» **DOCUMENT SECTION**:

------

Login at Biotechnology Forums

coatespt · 04-18-2012, 08:29 AM

I would like to get some algorithmic wisdom on alignment/matching techniques (my field is computer science, not biology, so please allow for a degree of ignorance!) I'm trying to assess whether an algorithm developed for another purpose might be useful in biotech. Here is my complicated multi-part question, and thanks in advance for your patience!

Background: The basic task is finding out where, in a very large search string, reasonably good alignments for a target string occur. A bio-example might be, you're looking for 2kbp target in in a multi-gig genome, and you want to find any places where that target string occurs, even if it's pretty badly corrupted. (I'm assuming that actually aligning the target and the match will be a separate task executed by one of the standard heavyweight algorithms.) The result is the location of substrings that are less than some given edit-distance from the target string.

My first question is, how fast does FINDING the location of such matches (as opposed to actually aligning them) have to be, in order to be useful to biology problems? Answers either in big-Oh notation or clock time would be helpful. For example, if you had a 5Kbp target, and you wanted to find out everywhere something similar appears in a set of genomes, how fast would an algorithm need to be to be useful?

My second question is, in practical biological applications, over what kind of ranges of goodness/badness are matches interesting, and over what size ranges? E.g., what might be the biggest edit differences that are still of interest in real-world biology problems? Do biologists want only very close matches, or are highly corrupted versions also of interest?

The reason for asking is that I'm curious whether an algorithm originally developed for a different purpose might have biology applications. The algorithm has a one-time linear time pre-processing step, but thereafter is super-linear for actually finding matches. It's only applicable to larger targets, say, minimum of half-kilobyte up to megabytes. Settings for sensitivity, target-size, and the maximum degree of corruption matter somewhat, but as a vanilla example, on a single processing thread it takes about 3 seconds to find matches for a 5kbp target in the c. elegans genome. The same search against the human genome is about 10 minutes. It's parallelizes well though, so within reason, you can just divide by the number of cores you apply.

------

» **SOURCE DATA**:
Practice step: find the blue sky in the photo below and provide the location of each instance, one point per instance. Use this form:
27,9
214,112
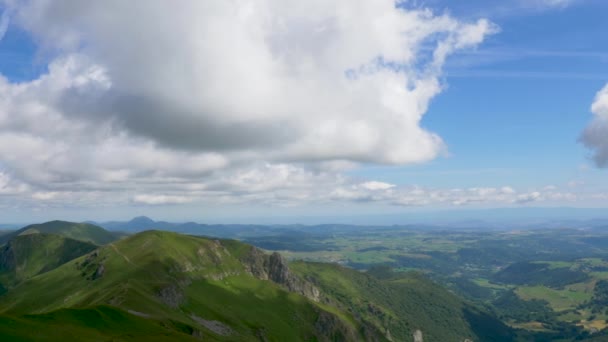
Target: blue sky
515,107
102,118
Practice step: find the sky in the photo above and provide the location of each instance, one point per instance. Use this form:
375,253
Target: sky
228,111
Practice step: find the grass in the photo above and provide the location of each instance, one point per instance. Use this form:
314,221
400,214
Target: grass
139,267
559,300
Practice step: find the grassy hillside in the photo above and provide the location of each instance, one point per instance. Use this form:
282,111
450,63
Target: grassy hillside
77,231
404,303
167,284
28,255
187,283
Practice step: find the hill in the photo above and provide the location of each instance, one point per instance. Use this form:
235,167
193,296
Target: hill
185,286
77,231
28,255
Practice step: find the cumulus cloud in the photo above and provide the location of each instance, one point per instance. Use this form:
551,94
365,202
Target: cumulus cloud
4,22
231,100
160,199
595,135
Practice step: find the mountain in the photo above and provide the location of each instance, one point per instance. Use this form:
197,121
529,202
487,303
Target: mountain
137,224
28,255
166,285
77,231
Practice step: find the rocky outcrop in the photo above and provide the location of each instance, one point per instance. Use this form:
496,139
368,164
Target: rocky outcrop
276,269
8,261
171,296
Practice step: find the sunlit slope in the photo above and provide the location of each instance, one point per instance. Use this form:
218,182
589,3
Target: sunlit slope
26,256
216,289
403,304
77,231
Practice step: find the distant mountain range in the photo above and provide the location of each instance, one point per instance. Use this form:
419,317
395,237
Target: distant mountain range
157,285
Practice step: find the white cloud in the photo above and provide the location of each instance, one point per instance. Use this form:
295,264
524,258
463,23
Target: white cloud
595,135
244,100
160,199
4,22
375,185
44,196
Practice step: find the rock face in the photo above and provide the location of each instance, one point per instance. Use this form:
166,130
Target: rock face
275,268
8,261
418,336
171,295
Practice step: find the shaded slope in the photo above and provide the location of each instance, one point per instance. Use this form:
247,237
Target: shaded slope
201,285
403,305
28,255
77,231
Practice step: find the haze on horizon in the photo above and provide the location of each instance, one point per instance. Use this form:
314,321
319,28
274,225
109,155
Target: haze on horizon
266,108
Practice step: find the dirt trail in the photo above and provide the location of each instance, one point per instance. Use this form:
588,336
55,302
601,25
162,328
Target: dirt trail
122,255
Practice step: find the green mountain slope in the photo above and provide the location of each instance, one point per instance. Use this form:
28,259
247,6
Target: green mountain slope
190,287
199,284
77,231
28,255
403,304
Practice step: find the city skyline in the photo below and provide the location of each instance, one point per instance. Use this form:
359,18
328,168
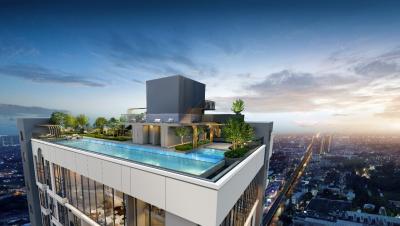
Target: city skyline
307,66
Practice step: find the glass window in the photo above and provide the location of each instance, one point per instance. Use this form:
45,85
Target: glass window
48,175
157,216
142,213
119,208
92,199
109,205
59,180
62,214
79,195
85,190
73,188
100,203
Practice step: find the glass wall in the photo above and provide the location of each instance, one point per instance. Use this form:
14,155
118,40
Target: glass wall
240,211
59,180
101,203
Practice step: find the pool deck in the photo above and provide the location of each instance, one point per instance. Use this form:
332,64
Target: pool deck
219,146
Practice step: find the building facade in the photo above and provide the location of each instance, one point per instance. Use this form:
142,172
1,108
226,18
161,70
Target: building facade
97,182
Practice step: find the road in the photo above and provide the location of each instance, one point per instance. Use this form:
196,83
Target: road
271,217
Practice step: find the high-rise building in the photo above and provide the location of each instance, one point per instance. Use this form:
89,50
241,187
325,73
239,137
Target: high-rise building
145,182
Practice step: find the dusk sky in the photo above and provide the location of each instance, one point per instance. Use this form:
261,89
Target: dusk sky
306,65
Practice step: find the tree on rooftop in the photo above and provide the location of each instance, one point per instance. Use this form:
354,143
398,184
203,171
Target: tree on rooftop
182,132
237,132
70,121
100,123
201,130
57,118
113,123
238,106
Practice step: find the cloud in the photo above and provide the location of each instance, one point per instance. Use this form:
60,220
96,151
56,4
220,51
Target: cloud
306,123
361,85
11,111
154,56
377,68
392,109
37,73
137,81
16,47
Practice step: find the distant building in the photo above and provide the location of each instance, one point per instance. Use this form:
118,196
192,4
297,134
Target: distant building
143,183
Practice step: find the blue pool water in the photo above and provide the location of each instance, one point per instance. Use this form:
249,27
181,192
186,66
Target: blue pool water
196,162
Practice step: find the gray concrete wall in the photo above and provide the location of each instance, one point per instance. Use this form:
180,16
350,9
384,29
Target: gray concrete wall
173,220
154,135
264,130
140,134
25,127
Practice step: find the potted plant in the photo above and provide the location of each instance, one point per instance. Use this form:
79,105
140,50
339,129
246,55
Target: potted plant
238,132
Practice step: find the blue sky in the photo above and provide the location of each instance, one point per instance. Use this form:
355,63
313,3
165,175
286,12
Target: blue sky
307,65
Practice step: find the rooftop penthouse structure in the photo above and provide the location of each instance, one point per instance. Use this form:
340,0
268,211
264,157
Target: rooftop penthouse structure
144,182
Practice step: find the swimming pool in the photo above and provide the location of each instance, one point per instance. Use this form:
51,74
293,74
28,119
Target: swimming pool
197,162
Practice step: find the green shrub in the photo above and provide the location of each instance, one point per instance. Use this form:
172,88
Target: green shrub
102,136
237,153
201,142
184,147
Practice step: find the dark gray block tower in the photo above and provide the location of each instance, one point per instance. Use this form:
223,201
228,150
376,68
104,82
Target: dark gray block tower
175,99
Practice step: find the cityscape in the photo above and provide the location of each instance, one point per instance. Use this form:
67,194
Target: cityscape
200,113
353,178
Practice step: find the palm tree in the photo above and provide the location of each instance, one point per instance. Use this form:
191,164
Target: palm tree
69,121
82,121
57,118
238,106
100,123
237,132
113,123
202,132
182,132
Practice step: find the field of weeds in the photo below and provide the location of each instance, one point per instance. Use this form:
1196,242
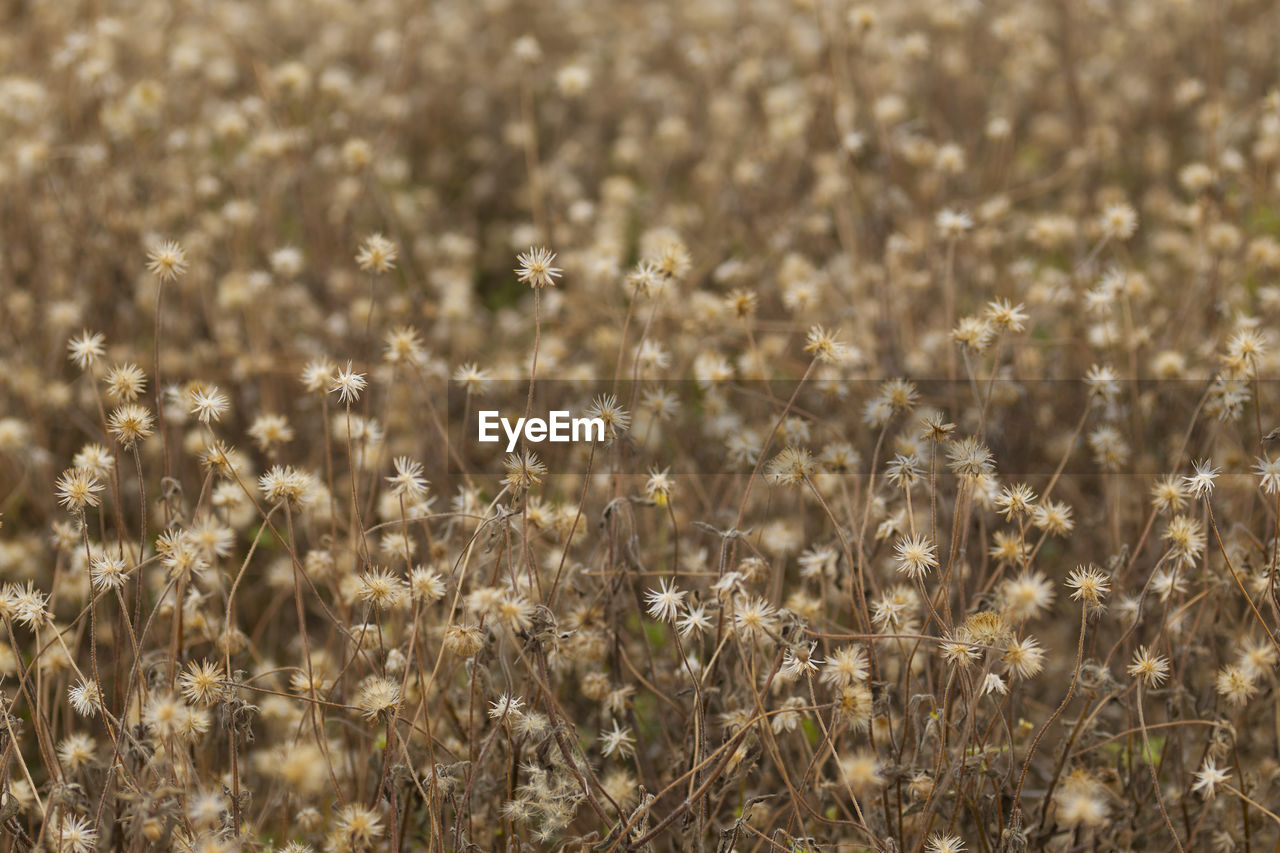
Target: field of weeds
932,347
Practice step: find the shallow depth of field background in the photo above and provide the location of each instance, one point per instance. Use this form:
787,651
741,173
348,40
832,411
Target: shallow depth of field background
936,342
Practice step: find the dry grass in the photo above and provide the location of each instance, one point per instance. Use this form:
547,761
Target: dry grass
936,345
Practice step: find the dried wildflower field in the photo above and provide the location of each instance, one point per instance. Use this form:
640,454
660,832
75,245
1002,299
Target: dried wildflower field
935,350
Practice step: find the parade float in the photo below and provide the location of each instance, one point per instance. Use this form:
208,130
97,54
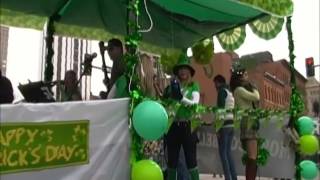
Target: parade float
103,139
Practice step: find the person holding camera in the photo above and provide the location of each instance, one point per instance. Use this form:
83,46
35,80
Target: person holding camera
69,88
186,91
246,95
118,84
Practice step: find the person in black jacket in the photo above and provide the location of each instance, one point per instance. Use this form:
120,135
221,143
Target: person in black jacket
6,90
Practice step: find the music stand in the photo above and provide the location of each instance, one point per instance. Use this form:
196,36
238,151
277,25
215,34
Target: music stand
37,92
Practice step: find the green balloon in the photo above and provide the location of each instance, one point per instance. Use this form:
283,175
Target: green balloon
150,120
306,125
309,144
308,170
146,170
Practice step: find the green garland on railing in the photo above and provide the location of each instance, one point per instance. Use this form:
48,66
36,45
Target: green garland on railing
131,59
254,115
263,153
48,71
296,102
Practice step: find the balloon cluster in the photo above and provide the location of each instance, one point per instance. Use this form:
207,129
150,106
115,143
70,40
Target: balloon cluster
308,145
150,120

------

» **ASSIGNMENT 1**:
According to the forum post on alignment search, about how long does a single-thread search for a 5kbp target take against the human genome?
» **ASSIGNMENT 2**:
In the forum post on alignment search, what reason does the poster give for asking about speed and match ranges in biology?
» **ASSIGNMENT 3**:
Write the next part of the forum post on alignment search, picking up after its last sentence.
The items are separate material and are not part of the forum post on alignment search.

» **ANSWER 1**:
About 10 minutes.

» **ANSWER 2**:
The poster wants to know whether an algorithm originally developed for a different purpose might have biology applications. The questions about speed and match ranges help assess whether it could be useful in biotech.

» **ANSWER 3**:
If you got this far, thanks for reading, and any answers or comments would be greatly appreciated!

karan_psy · 09-02-2015, 05:44 AM

a cell algorithm for bioinformatics to predict not only the gene expression , but also the biochemical changes or everything that can be logically connected to define a functionality or list of changes that would occur for any response in change of cellular system , like protein structure prediction and receptor interactions. like how would a gene transformation will behave .and to visualize the changes in 3d gene modelling software.how genetic changes would change the phenotype or expression. including punnet square of crossing over to expression of dominant traits if put simply. w.r.t biochemistry and biophysics of a cell. "the butterfly effect" within the cell. defining how everything connects with everythin else within the cell.

hope this brain process and language put up helps ur insight . i wish that could be done. time to start logically defining every cell process wrt to its chemistry may be.